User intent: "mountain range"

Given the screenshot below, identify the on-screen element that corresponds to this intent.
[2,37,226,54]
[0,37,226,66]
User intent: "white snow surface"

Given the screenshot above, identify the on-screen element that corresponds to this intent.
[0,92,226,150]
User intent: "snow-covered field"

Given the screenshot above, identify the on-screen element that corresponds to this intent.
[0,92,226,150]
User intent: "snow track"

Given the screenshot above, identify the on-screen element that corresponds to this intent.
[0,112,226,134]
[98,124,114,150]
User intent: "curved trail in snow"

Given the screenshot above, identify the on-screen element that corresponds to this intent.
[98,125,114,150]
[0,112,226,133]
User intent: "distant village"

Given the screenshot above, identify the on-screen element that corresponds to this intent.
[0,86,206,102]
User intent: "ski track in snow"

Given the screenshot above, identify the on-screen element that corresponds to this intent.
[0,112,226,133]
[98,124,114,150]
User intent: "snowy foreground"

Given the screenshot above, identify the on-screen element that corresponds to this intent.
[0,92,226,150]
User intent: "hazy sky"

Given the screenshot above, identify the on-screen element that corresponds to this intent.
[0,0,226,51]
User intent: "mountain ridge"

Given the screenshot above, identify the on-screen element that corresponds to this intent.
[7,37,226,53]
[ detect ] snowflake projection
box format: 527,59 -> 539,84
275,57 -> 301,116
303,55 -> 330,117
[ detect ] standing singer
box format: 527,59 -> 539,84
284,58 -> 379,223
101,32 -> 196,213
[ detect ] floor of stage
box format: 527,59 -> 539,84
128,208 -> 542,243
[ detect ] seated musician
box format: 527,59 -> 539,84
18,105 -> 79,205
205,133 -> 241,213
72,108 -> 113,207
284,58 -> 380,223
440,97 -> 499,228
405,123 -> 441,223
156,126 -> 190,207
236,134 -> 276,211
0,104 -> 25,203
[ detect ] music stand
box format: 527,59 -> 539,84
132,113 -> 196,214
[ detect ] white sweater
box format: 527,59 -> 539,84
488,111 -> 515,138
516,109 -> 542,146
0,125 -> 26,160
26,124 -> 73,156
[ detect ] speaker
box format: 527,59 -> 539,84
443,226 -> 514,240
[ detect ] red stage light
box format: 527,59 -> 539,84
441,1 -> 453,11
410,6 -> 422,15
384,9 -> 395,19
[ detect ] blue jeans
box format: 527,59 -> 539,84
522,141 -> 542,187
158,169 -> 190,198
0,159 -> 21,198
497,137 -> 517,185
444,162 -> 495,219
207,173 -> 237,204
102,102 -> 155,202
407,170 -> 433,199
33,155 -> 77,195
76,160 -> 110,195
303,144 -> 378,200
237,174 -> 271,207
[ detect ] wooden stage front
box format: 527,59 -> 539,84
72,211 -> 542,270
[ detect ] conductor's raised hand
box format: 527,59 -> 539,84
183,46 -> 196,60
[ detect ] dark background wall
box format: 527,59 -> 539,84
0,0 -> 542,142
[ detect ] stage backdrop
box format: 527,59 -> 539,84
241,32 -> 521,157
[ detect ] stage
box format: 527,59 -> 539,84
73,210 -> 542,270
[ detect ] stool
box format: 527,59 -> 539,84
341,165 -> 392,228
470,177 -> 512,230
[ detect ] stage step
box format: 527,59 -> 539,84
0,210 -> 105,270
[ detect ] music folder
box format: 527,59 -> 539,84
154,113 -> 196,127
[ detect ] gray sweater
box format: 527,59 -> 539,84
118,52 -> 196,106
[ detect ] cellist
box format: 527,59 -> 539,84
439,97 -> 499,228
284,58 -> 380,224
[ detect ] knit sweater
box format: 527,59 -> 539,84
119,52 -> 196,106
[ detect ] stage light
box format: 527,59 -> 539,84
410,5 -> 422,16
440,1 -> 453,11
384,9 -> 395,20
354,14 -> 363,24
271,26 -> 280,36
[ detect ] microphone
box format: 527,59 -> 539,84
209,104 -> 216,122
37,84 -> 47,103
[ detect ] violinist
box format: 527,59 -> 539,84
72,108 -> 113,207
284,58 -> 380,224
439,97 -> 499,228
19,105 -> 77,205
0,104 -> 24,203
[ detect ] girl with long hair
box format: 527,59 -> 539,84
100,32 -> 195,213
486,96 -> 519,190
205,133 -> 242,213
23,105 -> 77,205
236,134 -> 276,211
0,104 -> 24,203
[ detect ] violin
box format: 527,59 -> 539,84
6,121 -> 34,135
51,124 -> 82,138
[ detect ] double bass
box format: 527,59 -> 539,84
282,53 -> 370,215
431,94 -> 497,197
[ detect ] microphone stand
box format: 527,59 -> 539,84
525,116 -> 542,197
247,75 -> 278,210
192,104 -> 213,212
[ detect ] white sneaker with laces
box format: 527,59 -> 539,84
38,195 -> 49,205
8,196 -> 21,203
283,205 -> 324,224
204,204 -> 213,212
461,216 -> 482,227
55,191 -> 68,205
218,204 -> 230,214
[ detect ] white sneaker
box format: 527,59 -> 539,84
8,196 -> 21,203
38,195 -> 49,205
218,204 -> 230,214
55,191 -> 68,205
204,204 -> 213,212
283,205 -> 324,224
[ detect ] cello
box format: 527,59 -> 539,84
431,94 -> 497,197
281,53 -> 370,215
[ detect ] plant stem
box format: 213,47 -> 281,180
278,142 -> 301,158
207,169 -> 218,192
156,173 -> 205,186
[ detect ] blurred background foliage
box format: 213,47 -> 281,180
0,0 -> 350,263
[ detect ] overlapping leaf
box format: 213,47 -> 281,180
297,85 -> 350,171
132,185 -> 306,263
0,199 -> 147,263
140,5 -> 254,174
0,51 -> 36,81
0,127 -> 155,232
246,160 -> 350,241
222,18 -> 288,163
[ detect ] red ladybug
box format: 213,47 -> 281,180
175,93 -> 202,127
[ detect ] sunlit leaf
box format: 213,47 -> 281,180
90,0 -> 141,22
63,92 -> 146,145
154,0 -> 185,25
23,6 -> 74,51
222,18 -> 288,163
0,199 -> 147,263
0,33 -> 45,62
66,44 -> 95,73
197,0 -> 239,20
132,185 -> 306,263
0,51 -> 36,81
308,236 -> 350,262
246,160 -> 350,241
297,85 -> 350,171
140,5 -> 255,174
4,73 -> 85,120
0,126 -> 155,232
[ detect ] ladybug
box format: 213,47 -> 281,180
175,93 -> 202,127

━━━━

### What the exercise asks
Copy out verbatim everything in the records from the line containing "[ detect ] double bass" down to the line containing "0,126 -> 155,232", with both of those lines included.

### Full answer
[ detect ] double bass
box format: 527,59 -> 539,84
282,53 -> 370,215
431,94 -> 497,197
[ detect ] microphone stand
box format: 527,59 -> 539,84
525,116 -> 542,197
247,75 -> 278,210
192,104 -> 213,212
[ detect ] white sneaker with laces
box format: 527,59 -> 539,84
38,195 -> 49,205
8,196 -> 21,203
283,205 -> 324,224
204,204 -> 213,212
461,216 -> 482,227
55,191 -> 68,205
218,204 -> 230,214
[ detect ] white sneaker
box format: 527,59 -> 539,84
8,196 -> 21,203
38,195 -> 49,205
218,204 -> 230,214
55,191 -> 68,205
204,204 -> 213,212
283,205 -> 324,224
[ detect ] cello
box format: 527,59 -> 539,84
431,94 -> 497,197
281,53 -> 370,215
[ detect ] plant stem
box format: 213,47 -> 281,180
278,142 -> 301,158
207,169 -> 218,192
156,173 -> 205,186
[ detect ] blurred background foliage
box format: 213,47 -> 281,180
0,0 -> 350,263
[ detect ] overlapping leaf
box format: 213,47 -> 281,180
297,85 -> 350,171
132,185 -> 306,263
0,199 -> 147,263
140,5 -> 254,174
0,51 -> 36,81
0,127 -> 155,232
246,160 -> 350,241
222,18 -> 288,163
[ detect ] red ladybug
box format: 213,47 -> 281,180
175,93 -> 202,127
[ detect ] sunlit leaf
box format: 213,47 -> 281,180
90,0 -> 141,22
63,92 -> 146,145
154,0 -> 185,25
23,6 -> 74,51
222,18 -> 288,163
0,199 -> 147,263
0,33 -> 45,62
66,44 -> 95,73
197,0 -> 239,20
132,185 -> 306,263
0,51 -> 36,81
308,236 -> 350,262
246,160 -> 350,241
297,85 -> 350,171
140,5 -> 255,174
4,73 -> 85,120
0,126 -> 155,232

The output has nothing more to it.